Set exercise: Reproduce the part of the passage on Patrick's early wine career starting at "By the time" and ending at "for a while.", swapping "Patrick" for "the young winemaker".

== Passage shown ==

By the time he was 22, Patrick had worked several stints in vineyards and wine shops (including 18 months on the floor at London’s Selfridges), commenced a degree in winemaking - which he promptly changed to viticulture and completed, and even studied actuarial science for a while. 

It was thanks to a government tax rebate scheme for small winemakers, introduced in 2004, that he was able to set up his own brand with a shoestring budget. When he was 24, he had made his first wine. Shortly after, he developed an international reputation for making unprecedented bottles of fun: with their fluorescent (but natural) colours, blended from grape varieties that traditionalists would say “weren’t meant to be blended together,” and with wild hippy labels, they were some of the first bottles to really shake up the old-school Australian wine scene, and would inspire dozens of winemakers to follow suit.

===
== Data supplied ==

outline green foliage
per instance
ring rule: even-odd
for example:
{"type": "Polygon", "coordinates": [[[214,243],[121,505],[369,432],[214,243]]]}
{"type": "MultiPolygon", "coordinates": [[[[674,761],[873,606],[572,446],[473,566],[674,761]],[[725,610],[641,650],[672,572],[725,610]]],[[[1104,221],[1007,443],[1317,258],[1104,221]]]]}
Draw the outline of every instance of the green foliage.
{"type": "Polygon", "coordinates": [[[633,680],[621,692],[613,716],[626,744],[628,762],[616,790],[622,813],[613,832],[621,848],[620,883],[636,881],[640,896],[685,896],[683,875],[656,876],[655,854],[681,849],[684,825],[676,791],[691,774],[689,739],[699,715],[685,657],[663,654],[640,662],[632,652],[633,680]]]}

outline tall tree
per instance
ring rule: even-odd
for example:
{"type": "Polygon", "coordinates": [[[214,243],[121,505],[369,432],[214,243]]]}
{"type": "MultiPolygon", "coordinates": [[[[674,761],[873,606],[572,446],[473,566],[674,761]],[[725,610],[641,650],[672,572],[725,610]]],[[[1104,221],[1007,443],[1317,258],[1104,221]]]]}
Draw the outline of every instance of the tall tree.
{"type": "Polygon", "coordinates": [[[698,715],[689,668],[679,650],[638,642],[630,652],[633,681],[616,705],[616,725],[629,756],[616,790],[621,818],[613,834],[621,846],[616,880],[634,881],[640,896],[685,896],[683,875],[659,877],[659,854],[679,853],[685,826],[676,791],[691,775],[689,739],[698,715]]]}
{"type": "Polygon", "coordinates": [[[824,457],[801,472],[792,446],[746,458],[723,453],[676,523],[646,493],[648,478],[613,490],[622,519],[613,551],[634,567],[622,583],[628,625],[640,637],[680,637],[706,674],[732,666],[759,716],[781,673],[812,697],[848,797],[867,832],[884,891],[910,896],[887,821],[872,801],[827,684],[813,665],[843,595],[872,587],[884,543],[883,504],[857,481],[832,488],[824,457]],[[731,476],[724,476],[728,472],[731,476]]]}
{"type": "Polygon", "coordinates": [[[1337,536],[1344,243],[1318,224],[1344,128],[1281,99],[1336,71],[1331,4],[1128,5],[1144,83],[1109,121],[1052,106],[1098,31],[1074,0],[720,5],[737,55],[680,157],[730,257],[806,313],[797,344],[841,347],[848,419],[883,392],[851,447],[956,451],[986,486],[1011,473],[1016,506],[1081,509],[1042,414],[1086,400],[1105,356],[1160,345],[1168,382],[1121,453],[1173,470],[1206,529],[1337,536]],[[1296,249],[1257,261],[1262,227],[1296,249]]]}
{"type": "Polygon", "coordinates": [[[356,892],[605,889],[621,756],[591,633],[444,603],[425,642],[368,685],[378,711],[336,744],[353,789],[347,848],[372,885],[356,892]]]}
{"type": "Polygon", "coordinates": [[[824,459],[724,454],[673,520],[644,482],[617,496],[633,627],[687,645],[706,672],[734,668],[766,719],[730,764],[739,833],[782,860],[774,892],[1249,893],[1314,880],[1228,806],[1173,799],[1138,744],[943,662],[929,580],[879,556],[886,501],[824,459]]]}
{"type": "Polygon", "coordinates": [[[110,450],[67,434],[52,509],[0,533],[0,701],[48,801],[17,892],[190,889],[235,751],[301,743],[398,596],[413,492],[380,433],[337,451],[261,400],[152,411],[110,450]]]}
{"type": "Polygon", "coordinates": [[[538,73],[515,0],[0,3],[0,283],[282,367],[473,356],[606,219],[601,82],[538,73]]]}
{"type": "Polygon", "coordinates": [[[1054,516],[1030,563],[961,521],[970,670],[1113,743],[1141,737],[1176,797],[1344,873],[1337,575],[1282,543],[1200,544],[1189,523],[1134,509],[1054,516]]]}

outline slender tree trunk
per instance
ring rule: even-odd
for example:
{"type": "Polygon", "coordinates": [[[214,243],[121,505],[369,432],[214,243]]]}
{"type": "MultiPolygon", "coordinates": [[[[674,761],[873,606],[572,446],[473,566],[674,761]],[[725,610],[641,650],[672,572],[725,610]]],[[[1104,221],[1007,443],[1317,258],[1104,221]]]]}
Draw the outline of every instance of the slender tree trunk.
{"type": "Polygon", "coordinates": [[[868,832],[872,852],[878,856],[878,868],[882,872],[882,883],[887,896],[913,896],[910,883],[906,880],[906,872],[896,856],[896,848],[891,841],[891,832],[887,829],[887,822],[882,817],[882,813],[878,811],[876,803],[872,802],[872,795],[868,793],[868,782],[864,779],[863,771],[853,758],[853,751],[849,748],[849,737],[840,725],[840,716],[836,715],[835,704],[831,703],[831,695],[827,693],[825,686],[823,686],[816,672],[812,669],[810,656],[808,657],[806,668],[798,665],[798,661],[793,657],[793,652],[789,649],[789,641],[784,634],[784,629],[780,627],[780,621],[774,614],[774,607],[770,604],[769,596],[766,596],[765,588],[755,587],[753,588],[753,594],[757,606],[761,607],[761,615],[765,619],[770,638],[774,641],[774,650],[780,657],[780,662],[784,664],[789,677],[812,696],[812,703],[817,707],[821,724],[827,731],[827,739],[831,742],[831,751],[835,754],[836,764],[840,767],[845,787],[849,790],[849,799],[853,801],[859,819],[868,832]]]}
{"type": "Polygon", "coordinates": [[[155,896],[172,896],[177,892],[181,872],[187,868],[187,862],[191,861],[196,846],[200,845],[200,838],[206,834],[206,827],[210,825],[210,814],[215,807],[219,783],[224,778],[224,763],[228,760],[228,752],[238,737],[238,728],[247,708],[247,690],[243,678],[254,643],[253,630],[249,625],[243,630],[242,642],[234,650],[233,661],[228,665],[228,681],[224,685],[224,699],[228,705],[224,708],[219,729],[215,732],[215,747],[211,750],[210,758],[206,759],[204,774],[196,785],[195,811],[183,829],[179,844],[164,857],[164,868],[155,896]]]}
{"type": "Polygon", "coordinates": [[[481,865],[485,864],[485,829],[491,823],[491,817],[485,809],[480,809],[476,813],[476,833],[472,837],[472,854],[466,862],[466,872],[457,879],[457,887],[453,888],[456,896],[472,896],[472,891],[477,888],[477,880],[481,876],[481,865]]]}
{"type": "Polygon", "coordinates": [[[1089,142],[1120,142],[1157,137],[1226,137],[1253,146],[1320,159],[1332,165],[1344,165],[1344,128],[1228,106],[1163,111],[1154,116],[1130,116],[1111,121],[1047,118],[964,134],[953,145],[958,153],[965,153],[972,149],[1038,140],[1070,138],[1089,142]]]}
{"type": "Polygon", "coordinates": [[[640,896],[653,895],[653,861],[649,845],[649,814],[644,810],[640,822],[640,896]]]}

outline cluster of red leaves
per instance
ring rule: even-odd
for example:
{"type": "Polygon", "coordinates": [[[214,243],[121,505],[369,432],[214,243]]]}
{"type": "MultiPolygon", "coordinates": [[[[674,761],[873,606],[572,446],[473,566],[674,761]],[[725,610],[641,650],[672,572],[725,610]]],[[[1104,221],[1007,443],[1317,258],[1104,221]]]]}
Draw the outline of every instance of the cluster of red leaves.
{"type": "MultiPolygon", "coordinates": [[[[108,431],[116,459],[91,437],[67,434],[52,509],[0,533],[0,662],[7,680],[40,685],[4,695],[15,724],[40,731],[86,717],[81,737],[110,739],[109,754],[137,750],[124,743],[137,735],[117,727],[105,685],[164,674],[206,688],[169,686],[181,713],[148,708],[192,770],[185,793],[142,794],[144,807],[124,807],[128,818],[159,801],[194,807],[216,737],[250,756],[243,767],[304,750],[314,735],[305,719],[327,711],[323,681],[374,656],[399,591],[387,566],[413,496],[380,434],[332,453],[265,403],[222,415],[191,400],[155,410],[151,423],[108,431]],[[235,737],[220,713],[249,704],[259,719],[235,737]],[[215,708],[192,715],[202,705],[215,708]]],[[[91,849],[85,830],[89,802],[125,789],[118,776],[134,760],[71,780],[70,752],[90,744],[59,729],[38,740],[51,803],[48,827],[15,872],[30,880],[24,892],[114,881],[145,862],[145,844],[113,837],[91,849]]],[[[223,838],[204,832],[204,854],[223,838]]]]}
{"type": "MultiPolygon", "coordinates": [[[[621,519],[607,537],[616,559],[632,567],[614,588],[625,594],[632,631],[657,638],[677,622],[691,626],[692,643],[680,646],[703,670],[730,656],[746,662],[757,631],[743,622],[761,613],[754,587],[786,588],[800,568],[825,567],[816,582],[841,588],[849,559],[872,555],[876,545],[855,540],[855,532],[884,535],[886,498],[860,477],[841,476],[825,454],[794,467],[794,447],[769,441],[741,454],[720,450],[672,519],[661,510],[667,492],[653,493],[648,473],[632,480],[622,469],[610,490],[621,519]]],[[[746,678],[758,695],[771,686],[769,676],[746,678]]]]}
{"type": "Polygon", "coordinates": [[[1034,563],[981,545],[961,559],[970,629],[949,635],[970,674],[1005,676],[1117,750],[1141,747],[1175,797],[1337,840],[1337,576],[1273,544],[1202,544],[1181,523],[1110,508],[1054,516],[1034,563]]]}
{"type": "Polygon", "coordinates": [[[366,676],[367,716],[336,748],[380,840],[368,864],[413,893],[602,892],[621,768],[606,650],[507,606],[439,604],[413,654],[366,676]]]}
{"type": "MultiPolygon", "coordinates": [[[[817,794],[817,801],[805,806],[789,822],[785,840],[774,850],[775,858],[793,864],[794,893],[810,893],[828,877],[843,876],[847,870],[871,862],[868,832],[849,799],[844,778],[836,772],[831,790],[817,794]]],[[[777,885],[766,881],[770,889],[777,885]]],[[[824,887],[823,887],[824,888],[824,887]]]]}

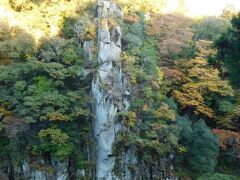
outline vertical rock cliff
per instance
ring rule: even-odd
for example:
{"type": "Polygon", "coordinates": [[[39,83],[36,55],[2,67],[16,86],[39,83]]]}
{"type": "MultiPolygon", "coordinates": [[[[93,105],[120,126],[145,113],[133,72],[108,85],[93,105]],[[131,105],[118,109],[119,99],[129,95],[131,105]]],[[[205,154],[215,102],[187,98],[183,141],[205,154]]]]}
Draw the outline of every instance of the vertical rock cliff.
{"type": "Polygon", "coordinates": [[[121,68],[121,29],[110,24],[121,11],[110,0],[98,1],[98,63],[92,81],[94,98],[94,138],[96,139],[96,179],[115,179],[113,144],[121,124],[118,112],[123,109],[124,83],[121,68]]]}

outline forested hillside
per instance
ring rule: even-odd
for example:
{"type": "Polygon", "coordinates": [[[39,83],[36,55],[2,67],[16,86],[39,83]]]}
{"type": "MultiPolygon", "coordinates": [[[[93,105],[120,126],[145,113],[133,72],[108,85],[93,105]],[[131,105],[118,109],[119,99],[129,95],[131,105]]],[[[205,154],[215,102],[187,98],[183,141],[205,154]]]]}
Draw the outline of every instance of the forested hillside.
{"type": "Polygon", "coordinates": [[[0,180],[240,179],[240,13],[1,0],[0,180]]]}

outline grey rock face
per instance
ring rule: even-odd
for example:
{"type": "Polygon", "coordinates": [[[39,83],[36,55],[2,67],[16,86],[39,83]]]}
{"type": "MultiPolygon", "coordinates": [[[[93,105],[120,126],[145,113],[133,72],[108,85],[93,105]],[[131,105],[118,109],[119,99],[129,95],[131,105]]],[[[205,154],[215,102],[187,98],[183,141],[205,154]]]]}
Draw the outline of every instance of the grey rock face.
{"type": "Polygon", "coordinates": [[[94,98],[94,138],[96,139],[96,179],[117,179],[113,175],[115,158],[113,144],[121,123],[117,112],[123,110],[123,75],[121,67],[121,29],[109,30],[108,18],[119,13],[110,0],[98,1],[98,62],[97,77],[92,81],[94,98]]]}

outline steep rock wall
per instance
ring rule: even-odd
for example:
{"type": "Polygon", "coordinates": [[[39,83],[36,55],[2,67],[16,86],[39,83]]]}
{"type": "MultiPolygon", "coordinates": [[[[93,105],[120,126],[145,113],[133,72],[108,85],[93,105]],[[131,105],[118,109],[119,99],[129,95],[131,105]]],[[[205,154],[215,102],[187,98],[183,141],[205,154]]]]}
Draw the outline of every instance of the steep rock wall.
{"type": "Polygon", "coordinates": [[[98,1],[98,63],[97,75],[92,81],[94,98],[94,138],[96,139],[96,179],[116,179],[113,175],[115,158],[113,144],[119,130],[118,112],[127,107],[126,90],[121,67],[121,29],[110,26],[112,17],[121,11],[110,0],[98,1]],[[125,106],[124,106],[125,104],[125,106]]]}

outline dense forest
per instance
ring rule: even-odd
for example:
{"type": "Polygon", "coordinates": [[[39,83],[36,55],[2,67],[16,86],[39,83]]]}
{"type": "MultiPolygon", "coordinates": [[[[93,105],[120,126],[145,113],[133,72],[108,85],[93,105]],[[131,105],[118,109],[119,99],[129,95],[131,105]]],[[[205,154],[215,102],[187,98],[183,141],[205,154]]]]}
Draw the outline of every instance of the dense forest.
{"type": "Polygon", "coordinates": [[[240,13],[165,2],[1,0],[0,180],[240,179],[240,13]]]}

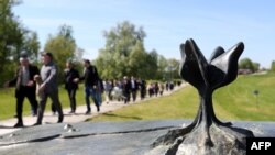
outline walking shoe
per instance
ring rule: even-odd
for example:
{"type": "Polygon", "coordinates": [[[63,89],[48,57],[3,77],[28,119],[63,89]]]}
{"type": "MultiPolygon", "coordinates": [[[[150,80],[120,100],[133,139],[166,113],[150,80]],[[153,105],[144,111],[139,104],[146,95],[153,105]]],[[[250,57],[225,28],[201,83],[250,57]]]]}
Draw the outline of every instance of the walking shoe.
{"type": "Polygon", "coordinates": [[[15,125],[14,125],[14,128],[23,128],[24,126],[24,124],[22,123],[22,122],[18,122],[15,125]]]}
{"type": "Polygon", "coordinates": [[[62,123],[63,122],[63,118],[64,118],[63,115],[59,115],[57,123],[62,123]]]}
{"type": "Polygon", "coordinates": [[[69,113],[68,113],[68,114],[74,114],[74,113],[75,113],[75,111],[73,111],[73,110],[72,110],[72,111],[69,111],[69,113]]]}
{"type": "Polygon", "coordinates": [[[36,122],[33,124],[33,126],[37,126],[37,125],[41,125],[42,123],[41,122],[36,122]]]}
{"type": "Polygon", "coordinates": [[[89,111],[89,110],[88,110],[88,111],[86,111],[86,112],[85,112],[85,114],[90,114],[90,111],[89,111]]]}

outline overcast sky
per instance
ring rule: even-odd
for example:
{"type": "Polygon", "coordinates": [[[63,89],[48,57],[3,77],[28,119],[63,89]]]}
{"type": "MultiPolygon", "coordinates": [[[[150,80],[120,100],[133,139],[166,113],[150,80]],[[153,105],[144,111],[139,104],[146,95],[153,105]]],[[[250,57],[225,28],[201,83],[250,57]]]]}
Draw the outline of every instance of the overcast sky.
{"type": "Polygon", "coordinates": [[[103,31],[130,21],[146,32],[146,51],[180,59],[179,44],[194,38],[208,58],[244,42],[241,58],[270,68],[275,60],[274,0],[23,0],[14,8],[23,25],[37,32],[42,47],[63,24],[73,26],[85,58],[105,47],[103,31]]]}

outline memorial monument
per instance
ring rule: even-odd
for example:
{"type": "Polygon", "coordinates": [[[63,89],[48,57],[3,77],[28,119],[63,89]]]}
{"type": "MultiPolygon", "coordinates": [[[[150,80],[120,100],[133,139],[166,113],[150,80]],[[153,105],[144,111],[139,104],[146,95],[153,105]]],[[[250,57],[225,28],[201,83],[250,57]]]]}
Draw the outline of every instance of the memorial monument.
{"type": "Polygon", "coordinates": [[[217,47],[207,60],[194,40],[187,40],[180,45],[183,60],[179,74],[198,90],[200,106],[190,125],[170,130],[154,142],[154,148],[168,146],[166,155],[245,154],[245,137],[254,136],[253,132],[233,128],[230,122],[221,122],[216,117],[212,106],[213,91],[235,80],[238,60],[243,49],[242,42],[227,52],[222,47],[217,47]]]}

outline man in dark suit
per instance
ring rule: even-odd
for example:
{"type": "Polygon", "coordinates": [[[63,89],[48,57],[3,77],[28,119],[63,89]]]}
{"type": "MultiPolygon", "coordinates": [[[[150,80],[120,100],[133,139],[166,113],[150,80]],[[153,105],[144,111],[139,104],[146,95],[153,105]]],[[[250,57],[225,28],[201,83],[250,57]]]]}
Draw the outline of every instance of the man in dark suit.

===

Solution below:
By the time he was 22, the young winemaker had worked several stints in vineyards and wine shops (including 18 months on the floor at London’s Selfridges), commenced a degree in winemaking - which he promptly changed to viticulture and completed, and even studied actuarial science for a while.